— START OF PASSAGE GIVEN —
The Billups Neon Crossing Signal was a prototypical grade crossing signal installed at a dangerous Illinois Central crossing on Mississippi Highway 7 (now Mississippi Highway 332) in Grenada, Mississippi.

It was installed in the mid-1930s by inventor Alonzo Billups over growing concern due to numerous accidents at the crossing involving trains and motor vehicles.  Like nothing before, the Billups signal was a large gantry spanning the highway and was likely the first such use of a gantry-style crossing of the type now in relatively common use.  Upon approach of a train, a giant neon sign lit up with the words "Stop-DEATH-Stop" beneath a lighted skull and crossbones.  Flashing neon arrows indicated the direction of oncoming trains and an air raid siren in lieu of bells provided aural warning. As a backup, standard railway flashers were mounted below the neon sign.  The signal was known locally as the "Skull and Crossbones."
— END OF PASSAGE GIVEN —
STATED TASK A: According to the passage on the Billups Neon Crossing Signal, what words lit up on the neon sign when a train approached?
STATED TASK B: Continue the passage on the Billups Neon Crossing Signal from its last sentence.
The items that come next are taken from a separate source.
— START OF PROVIDED DATA —
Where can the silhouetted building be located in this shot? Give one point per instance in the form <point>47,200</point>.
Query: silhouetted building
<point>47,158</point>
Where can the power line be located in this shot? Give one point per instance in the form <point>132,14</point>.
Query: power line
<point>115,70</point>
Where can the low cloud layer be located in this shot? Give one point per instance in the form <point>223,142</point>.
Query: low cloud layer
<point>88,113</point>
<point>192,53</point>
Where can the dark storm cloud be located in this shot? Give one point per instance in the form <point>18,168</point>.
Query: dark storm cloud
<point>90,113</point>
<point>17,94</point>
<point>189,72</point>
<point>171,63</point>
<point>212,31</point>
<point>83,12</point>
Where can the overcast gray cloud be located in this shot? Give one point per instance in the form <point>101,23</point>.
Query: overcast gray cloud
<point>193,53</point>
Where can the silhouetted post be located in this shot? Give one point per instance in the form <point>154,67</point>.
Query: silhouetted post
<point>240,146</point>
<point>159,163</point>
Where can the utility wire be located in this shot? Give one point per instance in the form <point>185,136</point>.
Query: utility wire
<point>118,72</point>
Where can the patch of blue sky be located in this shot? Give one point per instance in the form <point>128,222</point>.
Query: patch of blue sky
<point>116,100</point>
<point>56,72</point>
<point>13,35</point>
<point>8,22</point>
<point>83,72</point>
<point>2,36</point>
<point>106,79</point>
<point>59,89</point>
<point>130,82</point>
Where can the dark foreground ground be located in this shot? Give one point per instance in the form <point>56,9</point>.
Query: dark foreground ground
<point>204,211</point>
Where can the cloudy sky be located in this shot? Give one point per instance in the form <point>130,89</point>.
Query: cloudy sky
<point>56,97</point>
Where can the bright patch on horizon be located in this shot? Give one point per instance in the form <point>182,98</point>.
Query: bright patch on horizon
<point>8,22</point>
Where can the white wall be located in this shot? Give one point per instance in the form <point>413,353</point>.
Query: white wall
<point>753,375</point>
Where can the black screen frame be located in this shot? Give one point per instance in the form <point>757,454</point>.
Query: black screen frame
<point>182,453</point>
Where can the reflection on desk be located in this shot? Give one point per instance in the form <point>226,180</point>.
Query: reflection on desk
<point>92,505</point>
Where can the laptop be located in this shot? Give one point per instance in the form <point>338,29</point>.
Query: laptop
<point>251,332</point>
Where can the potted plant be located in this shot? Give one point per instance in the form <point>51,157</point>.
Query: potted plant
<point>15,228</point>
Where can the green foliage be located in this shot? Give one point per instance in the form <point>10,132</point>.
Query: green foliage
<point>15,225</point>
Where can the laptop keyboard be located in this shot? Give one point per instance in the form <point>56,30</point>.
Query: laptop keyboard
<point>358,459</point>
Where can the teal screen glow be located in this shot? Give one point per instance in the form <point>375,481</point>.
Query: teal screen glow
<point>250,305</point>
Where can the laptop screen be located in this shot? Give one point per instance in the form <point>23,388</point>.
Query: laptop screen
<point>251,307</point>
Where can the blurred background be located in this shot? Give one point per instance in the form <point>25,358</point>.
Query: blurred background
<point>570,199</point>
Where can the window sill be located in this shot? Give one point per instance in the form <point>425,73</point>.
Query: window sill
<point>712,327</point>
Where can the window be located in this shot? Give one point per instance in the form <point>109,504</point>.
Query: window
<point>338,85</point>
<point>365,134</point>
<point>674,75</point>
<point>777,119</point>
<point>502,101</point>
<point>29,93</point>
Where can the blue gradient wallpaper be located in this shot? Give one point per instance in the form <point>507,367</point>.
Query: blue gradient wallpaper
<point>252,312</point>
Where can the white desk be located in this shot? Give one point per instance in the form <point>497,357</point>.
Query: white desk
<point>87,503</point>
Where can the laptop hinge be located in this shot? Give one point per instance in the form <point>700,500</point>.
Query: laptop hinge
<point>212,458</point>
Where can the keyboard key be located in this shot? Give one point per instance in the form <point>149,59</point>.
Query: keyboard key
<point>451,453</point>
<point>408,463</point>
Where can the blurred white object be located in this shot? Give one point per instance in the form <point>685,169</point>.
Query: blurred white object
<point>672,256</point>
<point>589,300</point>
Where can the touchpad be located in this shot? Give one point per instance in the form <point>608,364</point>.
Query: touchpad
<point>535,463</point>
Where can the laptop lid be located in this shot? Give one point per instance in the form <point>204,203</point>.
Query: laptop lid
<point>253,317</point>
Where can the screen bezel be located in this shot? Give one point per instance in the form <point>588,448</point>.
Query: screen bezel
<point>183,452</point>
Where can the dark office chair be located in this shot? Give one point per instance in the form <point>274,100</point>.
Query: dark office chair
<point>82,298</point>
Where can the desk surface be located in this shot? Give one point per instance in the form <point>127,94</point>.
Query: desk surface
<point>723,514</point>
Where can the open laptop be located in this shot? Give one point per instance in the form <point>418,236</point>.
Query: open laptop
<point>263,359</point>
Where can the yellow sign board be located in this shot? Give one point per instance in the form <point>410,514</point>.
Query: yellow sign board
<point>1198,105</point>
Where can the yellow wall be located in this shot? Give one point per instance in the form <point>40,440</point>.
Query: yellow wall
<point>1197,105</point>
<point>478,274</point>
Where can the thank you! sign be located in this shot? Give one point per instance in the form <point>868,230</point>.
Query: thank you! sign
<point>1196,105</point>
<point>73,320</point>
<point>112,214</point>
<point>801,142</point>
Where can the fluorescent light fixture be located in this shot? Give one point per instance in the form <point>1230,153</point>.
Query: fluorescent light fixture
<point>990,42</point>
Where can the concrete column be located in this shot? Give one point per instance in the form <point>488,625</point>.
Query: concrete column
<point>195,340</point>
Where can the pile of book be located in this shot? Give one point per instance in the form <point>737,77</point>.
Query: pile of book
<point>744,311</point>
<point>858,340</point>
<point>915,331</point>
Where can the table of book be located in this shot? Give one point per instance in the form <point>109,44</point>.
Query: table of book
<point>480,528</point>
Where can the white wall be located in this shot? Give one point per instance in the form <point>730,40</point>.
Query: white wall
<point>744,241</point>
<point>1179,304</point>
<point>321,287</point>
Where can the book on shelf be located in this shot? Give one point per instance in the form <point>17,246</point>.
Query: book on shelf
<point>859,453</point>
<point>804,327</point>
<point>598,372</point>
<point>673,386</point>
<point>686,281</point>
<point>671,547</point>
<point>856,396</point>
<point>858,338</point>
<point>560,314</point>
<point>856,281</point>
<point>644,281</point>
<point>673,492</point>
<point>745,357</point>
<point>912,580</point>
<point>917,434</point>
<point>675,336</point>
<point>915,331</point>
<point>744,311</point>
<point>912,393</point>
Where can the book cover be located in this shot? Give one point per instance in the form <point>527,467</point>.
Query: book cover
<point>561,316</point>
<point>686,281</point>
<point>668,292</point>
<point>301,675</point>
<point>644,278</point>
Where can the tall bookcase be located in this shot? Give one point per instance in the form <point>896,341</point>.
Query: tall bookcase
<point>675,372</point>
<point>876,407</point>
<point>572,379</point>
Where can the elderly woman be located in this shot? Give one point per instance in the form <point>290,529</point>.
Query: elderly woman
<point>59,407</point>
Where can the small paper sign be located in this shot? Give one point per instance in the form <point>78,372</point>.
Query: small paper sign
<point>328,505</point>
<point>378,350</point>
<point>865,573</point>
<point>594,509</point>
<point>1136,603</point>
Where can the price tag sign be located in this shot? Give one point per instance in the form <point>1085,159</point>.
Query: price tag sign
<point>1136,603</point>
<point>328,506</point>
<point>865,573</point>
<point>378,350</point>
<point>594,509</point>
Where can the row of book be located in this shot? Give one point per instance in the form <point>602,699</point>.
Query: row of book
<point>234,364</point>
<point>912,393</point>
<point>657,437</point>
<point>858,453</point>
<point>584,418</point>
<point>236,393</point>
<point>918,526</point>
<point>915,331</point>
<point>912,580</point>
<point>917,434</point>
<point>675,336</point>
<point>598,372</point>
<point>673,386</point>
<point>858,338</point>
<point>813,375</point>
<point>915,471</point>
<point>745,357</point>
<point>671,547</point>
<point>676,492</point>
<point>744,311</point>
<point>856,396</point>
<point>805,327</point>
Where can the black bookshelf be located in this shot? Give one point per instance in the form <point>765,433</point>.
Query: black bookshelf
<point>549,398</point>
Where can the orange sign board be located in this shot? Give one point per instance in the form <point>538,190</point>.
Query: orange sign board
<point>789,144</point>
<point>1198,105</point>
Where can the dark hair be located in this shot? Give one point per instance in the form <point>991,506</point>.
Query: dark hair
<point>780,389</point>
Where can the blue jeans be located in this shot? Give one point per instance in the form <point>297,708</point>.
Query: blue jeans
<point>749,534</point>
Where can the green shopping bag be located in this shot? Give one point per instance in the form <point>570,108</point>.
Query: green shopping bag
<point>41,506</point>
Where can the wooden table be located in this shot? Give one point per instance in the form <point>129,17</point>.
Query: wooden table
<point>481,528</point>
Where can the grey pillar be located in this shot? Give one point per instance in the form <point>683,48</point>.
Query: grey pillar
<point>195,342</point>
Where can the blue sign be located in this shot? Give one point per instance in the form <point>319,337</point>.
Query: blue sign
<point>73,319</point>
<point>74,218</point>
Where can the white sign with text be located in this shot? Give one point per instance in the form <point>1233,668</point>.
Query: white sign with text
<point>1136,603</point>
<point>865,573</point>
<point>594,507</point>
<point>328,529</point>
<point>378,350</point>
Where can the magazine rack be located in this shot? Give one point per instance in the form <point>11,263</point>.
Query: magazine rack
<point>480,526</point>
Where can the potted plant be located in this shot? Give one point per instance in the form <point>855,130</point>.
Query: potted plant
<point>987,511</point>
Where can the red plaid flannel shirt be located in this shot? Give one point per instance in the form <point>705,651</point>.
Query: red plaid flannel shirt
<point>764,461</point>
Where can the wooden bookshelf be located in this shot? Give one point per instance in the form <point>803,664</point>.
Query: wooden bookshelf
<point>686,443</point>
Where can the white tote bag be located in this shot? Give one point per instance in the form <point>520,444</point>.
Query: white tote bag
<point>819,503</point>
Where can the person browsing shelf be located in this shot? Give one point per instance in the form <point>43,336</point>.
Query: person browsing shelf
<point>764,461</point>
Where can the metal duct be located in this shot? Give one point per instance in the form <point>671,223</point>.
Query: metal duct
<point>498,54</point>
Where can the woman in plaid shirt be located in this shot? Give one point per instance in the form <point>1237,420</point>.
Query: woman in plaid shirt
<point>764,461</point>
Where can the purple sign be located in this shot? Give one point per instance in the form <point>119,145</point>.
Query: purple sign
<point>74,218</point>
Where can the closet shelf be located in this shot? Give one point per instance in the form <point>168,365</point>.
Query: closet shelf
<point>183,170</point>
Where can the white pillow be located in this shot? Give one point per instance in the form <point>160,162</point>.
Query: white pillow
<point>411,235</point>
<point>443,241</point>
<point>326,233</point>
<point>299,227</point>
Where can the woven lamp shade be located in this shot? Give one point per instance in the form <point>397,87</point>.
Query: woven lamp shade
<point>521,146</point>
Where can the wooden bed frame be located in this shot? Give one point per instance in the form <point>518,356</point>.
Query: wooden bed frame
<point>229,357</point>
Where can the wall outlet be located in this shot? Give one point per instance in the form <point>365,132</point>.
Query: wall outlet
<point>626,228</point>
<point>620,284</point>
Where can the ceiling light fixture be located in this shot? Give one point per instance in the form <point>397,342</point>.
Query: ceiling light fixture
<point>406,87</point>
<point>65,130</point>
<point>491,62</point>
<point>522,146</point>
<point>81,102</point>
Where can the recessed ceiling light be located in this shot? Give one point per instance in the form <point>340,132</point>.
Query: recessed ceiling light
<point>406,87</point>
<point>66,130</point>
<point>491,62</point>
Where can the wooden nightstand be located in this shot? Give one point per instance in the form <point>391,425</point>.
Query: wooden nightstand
— END OF PROVIDED DATA —
ANSWER A: "Stop-DEATH-Stop," beneath a lighted skull and crossbones.

ANSWER B:
The onset of World War II brought about a scarcity of neon which, when coupled with maintenance problems with the signal (often manifesting themselves in the siren sounding continuously until a crew arrived to stop it) meant that no further signals were produced.  The prototype was removed after less than thirty years of service, being replaced with standard railway crossing flashers and bells.

In 2022, Lionel, LLC introduced a working O scale model of the Billups crossing signal for their model train accessory lineup.

References

Kalmbach Publishing, TRAINS Magazine, May 2003, Stop-DEATH-Stop, "Railroad Reading"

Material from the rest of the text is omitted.